# PROBLEMS TO WORK ON:
1. Translate this sentence from the OmniDocs model comparison guide into Spanish: "A comprehensive comparison of all models available in OmniDocs to help you choose the right tool for your use case."
2. Reproduce word for word the portion of the OmniDocs model comparison guide that begins at the words "Use Case Best" and stops after "Good Low (small)".

Skip to content

Model Comparison & Selection Guide

A comprehensive comparison of all models available in OmniDocs to help you choose the right tool for your use case.


Text Extraction Models

Models for extracting text content with optional formatting (Markdown/HTML/JSON).

Feature Comparison

Feature Qwen3-VL DotsOCR Nanonuts
Model Size 2B-32B ~7B ~7B
Text Quality Excellent Very Good Very Good
Layout Info Basic Detailed (11 cats) Not included
Speed Medium Fast Fast
Memory 4-40 GB 16 GB 12 GB
Multilingual Yes (25+) Limited English-focused
Backends PyTorch, VLLM, MLX, API PyTorch, VLLM PyTorch, VLLM
Output Formats Markdown, HTML Markdown (with JSON layout) Markdown
License Apache 2.0 Open Apache 2.0

Decision Matrix: Text Extraction

Use Case Best Choice Why
High-quality multilingual docs Qwen3-VL Best text quality, many languages
Need layout + text DotsOCR Detailed layout categories with text
Fast, English docs Nanonuts Fastest, good quality for English
Batch processing DotsOCR + VLLM Good speed with detailed output
Cloud/API deployment Qwen3-VL (API) Only option with API backend
Apple Silicon only Qwen3-VL (MLX) Only VLM with MLX support
High-throughput batch processing DeepSeek-OCR-2 + VLLM ~2500 tok/s on A100, official VLLM support

Performance Comparison

Model Speed (tok/s) Quality Cost
Qwen3-VL-2B 100-150 Good Low (small)

# RECORDED DATA:
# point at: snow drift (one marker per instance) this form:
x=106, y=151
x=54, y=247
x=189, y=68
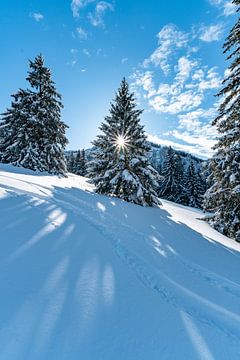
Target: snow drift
x=84, y=276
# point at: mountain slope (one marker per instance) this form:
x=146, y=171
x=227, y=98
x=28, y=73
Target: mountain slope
x=92, y=277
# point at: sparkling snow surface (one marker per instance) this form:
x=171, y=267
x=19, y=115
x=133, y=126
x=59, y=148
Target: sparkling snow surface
x=89, y=277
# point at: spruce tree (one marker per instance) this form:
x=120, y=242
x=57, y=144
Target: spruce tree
x=171, y=186
x=70, y=162
x=120, y=166
x=35, y=133
x=223, y=197
x=194, y=186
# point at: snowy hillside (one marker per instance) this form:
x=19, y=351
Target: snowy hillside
x=84, y=276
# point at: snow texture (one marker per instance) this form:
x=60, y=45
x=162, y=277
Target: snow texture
x=86, y=276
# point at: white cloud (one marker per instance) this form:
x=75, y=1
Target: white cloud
x=124, y=60
x=211, y=33
x=197, y=150
x=96, y=18
x=229, y=8
x=76, y=5
x=226, y=6
x=86, y=52
x=169, y=39
x=37, y=16
x=182, y=96
x=81, y=33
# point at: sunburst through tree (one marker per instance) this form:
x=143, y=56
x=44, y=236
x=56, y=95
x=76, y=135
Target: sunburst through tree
x=120, y=166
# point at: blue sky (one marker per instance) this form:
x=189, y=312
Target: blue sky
x=170, y=52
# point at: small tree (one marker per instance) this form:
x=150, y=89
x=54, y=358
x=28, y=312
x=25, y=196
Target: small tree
x=120, y=166
x=171, y=186
x=223, y=197
x=194, y=186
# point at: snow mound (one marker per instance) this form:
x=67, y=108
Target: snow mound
x=93, y=277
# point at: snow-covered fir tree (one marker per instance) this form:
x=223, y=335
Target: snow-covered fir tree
x=120, y=166
x=194, y=186
x=80, y=163
x=223, y=197
x=70, y=162
x=35, y=135
x=171, y=186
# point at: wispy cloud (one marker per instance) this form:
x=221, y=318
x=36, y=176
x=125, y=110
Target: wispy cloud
x=170, y=38
x=225, y=6
x=196, y=150
x=82, y=34
x=211, y=33
x=96, y=18
x=123, y=60
x=86, y=52
x=181, y=93
x=37, y=16
x=77, y=5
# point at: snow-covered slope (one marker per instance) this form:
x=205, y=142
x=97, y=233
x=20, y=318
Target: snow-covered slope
x=84, y=276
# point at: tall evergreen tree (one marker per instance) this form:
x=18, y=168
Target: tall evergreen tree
x=194, y=186
x=70, y=162
x=120, y=166
x=35, y=133
x=171, y=186
x=223, y=197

# RESPONSES BY TASK:
1. Una comparación exhaustiva de todos los modelos disponibles en OmniDocs para ayudarte a elegir la herramienta adecuada para tu caso de uso.

2.
Use Case Best Choice Why
High-quality multilingual docs Qwen3-VL Best text quality, many languages
Need layout + text DotsOCR Detailed layout categories with text
Fast, English docs Nanonuts Fastest, good quality for English
Batch processing DotsOCR + VLLM Good speed with detailed output
Cloud/API deployment Qwen3-VL (API) Only option with API backend
Apple Silicon only Qwen3-VL (MLX) Only VLM with MLX support
High-throughput batch processing DeepSeek-OCR-2 + VLLM ~2500 tok/s on A100, official VLLM support

Performance Comparison

Model Speed (tok/s) Quality Cost
Qwen3-VL-2B 100-150 Good Low (small)